— Start TEXT PROVIDED —
Processing Parameters

lines=
Maximum number of lines to process from the input file. Set to a negative value for unlimited processing. Default: unlimited.
verbose=f
Print verbose messages during processing. Enables detailed logging of file reading and processing steps. Default: false.

Java Parameters

-Xmx
This will set Java's memory usage, overriding autodetection. -Xmx20g will specify 20 gigs of RAM, and -Xmx200m will specify 200 megs. The max is typically around 85% of physical memory.
-eoom
This flag will cause the process to exit if an out-of-memory exception occurs. Requires Java 8u92+.
-da
Disable assertions.

Examples

Select 50 Most Diverse Files

picksubset.sh in=all_vs_all.tsv out=selected.txt invalid=discarded.txt files=50

Selects exactly 50 files from the all-to-all comparison that maximize pairwise diversity.

Filter by ANI Threshold

picksubset.sh in=comparisons.tsv out=filtered.txt invalid=removed.txt ani=95

Removes files until all pairwise ANI values are 95% or below.
— End TEXT PROVIDED —
— Start RECORDS SUPPLIED —
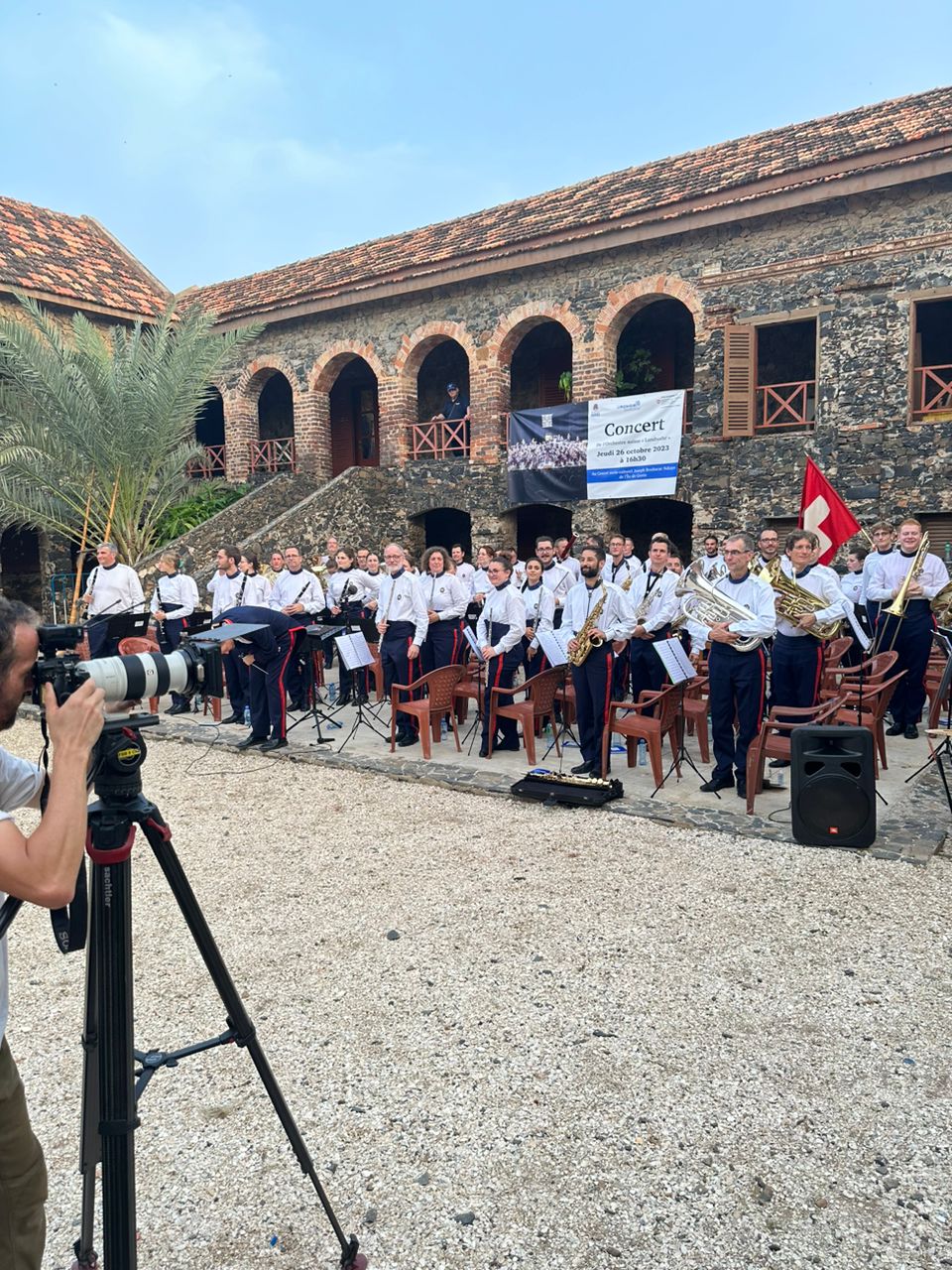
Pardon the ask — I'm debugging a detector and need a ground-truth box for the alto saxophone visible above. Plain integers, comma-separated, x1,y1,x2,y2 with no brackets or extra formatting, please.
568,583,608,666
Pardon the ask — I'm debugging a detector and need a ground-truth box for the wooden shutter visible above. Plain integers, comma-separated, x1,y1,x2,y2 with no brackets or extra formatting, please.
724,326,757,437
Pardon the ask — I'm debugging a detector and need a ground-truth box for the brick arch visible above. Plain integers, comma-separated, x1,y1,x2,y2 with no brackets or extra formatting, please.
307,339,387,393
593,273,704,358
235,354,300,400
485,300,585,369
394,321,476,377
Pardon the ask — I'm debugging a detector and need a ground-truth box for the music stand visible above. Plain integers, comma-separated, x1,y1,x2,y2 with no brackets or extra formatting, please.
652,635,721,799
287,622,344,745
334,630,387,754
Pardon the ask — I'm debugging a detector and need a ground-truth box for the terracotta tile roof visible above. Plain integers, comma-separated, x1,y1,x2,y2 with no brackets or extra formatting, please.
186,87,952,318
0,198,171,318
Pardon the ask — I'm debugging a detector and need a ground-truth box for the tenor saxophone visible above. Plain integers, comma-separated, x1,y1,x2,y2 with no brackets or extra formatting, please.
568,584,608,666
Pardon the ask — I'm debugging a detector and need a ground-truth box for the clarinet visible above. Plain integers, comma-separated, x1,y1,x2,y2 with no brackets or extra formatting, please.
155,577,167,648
— End RECORDS SUPPLIED —
— Start RECORDS SUPPLIED —
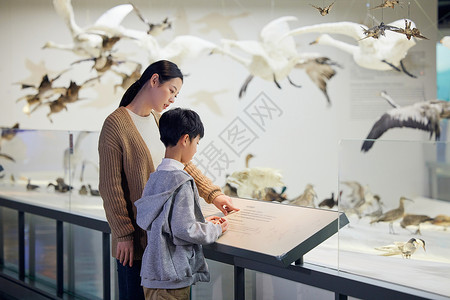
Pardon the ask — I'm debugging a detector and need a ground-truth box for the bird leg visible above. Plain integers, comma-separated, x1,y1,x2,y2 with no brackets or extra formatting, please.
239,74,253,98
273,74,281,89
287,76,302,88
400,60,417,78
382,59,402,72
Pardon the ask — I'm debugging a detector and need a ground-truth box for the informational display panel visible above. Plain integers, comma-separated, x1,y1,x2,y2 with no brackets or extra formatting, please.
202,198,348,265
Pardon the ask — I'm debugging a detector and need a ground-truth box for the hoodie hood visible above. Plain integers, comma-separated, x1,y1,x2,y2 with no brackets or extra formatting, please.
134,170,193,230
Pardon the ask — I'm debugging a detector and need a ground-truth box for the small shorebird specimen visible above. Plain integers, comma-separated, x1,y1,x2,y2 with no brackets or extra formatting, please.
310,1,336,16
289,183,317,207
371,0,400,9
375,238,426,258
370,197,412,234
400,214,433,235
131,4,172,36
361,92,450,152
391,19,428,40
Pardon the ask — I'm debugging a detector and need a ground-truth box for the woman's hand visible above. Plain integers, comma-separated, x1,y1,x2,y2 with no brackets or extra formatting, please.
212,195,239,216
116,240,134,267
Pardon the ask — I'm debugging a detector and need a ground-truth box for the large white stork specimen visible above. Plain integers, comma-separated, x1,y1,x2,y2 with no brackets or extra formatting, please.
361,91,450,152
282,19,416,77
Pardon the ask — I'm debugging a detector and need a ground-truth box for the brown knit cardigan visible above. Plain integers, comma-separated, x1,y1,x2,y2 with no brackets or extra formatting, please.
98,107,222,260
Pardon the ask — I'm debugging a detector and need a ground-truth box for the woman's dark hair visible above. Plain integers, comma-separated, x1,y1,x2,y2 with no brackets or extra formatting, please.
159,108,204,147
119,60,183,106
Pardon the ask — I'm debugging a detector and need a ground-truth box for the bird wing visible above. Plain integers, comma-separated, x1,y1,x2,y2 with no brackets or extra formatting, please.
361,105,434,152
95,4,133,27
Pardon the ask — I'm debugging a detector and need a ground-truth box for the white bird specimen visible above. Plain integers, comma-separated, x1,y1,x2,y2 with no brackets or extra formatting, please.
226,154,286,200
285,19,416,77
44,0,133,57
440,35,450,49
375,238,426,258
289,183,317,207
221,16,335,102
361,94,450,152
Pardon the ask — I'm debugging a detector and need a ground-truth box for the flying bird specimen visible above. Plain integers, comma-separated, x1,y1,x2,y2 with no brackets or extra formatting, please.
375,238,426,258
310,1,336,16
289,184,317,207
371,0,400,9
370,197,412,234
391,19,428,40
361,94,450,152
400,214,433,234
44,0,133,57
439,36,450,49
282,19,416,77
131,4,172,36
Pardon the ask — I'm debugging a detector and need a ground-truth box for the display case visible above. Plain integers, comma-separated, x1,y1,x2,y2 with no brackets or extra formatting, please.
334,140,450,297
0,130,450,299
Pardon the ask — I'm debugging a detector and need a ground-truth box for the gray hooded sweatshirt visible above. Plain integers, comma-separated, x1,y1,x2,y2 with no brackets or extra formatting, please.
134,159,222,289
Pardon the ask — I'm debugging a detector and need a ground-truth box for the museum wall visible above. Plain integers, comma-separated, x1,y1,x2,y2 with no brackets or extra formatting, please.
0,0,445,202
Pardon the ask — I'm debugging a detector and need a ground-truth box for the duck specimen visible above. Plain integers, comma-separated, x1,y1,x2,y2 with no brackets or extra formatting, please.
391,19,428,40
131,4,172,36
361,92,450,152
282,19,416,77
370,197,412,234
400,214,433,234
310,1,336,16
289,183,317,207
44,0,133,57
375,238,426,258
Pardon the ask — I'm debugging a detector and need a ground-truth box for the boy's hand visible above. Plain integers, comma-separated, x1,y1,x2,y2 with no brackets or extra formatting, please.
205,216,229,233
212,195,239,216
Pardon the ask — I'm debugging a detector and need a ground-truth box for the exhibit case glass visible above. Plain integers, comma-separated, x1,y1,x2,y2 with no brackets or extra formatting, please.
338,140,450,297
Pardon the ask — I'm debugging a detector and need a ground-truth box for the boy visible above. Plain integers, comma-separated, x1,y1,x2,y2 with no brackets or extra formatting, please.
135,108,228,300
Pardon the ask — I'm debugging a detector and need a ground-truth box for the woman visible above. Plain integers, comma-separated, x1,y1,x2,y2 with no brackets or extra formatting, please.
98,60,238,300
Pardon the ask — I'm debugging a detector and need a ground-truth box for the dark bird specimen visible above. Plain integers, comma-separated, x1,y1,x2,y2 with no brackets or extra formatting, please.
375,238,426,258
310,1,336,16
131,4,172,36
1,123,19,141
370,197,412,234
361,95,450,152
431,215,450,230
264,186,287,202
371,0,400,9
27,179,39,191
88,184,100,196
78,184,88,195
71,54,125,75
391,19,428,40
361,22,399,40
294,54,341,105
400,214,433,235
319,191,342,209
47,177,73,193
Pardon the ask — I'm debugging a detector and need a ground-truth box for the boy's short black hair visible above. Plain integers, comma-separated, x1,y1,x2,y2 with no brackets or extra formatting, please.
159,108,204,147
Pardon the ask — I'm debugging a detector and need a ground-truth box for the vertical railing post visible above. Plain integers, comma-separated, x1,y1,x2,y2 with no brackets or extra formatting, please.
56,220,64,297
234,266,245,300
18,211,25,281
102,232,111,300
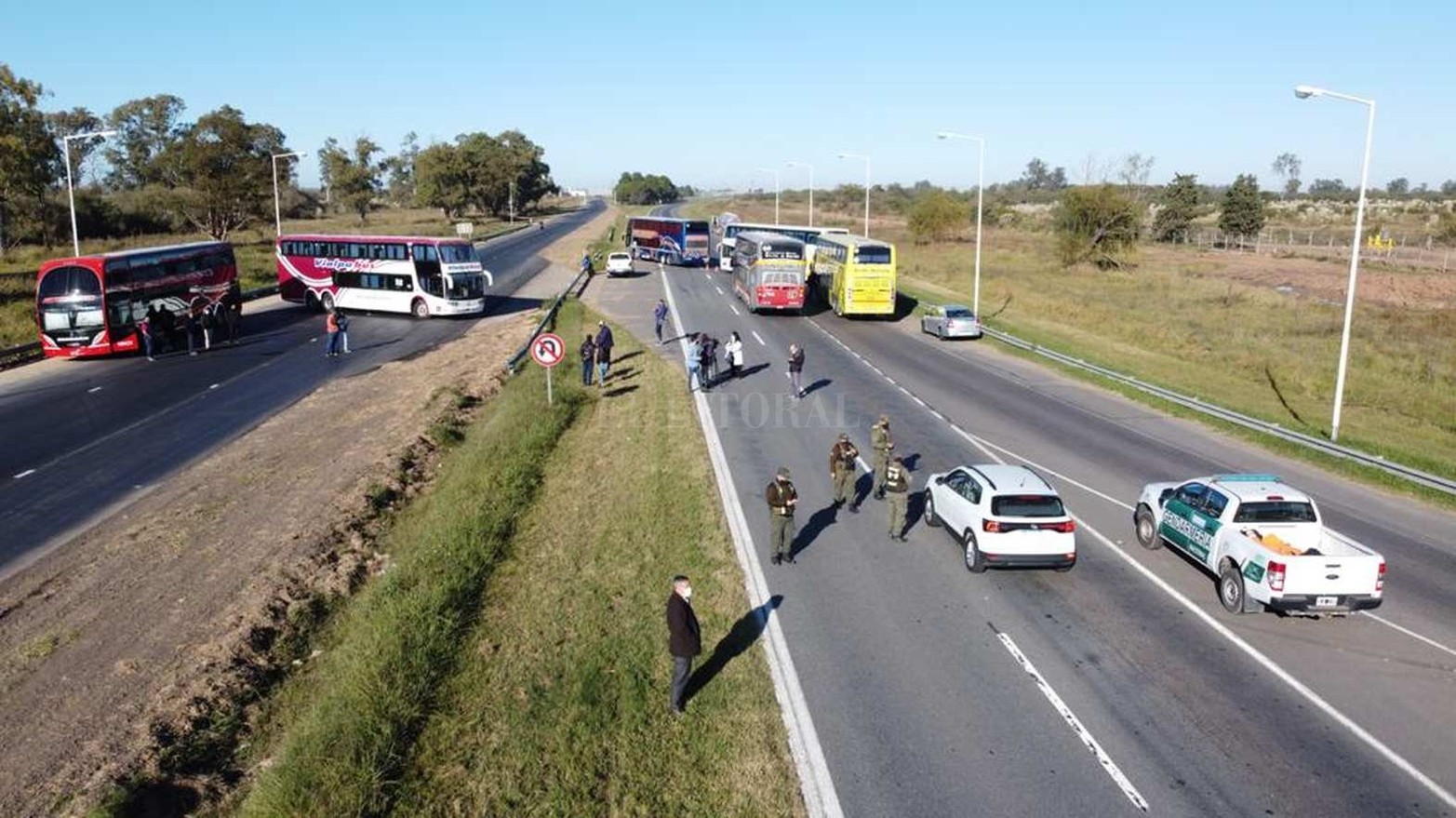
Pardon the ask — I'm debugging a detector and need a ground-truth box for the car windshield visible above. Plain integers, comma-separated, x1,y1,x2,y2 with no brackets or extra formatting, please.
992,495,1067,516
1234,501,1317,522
— End RECORDS SUPPLIED —
— Start RECORDS SUPPLIED —
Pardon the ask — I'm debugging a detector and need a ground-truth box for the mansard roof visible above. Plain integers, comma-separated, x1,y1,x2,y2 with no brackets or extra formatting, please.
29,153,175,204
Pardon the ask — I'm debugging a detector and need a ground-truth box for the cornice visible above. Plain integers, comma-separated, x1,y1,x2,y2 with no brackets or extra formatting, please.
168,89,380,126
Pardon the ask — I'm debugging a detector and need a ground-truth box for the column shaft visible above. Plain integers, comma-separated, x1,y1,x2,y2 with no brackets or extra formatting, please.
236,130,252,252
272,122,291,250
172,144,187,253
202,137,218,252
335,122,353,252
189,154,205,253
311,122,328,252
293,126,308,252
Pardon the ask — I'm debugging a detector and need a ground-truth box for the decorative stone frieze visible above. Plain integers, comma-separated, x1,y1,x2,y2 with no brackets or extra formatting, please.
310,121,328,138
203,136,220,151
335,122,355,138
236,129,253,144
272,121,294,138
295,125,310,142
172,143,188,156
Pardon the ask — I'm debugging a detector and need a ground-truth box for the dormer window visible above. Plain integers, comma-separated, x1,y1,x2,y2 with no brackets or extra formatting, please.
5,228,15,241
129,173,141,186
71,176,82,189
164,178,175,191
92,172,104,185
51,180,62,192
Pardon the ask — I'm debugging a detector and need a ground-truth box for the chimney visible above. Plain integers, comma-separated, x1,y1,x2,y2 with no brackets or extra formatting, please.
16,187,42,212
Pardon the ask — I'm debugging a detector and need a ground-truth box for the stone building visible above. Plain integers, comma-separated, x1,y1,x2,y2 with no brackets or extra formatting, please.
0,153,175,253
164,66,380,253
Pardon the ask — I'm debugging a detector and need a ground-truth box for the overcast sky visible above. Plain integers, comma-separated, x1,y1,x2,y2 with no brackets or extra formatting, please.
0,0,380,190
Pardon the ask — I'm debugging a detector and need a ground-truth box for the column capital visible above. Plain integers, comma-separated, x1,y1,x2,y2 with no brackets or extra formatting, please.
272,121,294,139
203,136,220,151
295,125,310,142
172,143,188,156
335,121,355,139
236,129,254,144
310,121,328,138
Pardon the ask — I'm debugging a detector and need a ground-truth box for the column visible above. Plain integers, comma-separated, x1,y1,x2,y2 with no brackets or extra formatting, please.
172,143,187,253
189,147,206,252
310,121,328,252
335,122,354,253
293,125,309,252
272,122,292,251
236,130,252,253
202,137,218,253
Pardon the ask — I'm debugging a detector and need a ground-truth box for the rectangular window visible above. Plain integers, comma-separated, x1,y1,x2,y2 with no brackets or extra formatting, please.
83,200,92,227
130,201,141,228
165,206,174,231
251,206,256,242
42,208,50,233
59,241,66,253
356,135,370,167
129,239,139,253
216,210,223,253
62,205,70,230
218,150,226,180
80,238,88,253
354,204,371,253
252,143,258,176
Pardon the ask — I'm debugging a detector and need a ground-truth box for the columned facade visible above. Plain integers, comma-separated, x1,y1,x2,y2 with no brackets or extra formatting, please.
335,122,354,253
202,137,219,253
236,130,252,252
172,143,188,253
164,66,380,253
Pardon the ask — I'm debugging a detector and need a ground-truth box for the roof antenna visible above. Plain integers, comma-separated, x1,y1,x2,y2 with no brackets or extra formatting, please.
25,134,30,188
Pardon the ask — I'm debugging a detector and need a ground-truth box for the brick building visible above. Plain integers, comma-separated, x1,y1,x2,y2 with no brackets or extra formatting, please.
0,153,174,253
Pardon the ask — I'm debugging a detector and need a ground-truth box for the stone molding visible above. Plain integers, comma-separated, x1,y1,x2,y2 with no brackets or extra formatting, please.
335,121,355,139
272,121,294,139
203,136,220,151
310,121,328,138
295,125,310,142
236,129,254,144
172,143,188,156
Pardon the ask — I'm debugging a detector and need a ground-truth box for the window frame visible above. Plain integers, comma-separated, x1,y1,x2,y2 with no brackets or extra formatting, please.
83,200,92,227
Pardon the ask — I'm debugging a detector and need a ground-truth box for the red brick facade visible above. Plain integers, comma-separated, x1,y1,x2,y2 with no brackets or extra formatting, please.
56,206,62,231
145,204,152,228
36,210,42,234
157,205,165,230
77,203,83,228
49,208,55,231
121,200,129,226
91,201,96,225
— End RECORDS SUPPLIED —
_EXERCISE 1:_ In the picksubset.sh documentation, revise the part starting with "Selects exactly 50" and going on through "95% or below.", putting "mutual" in place of "pairwise".
_EXERCISE 2:_ According to the picksubset.sh documentation, which Java version does the -eoom flag require?

_FINISHED ANSWER 1:_
Selects exactly 50 files from the all-to-all comparison that maximize mutual diversity.

Filter by ANI Threshold

picksubset.sh in=comparisons.tsv out=filtered.txt invalid=removed.txt ani=95

Removes files until all mutual ANI values are 95% or below.

_FINISHED ANSWER 2:_ Java 8u92 or later.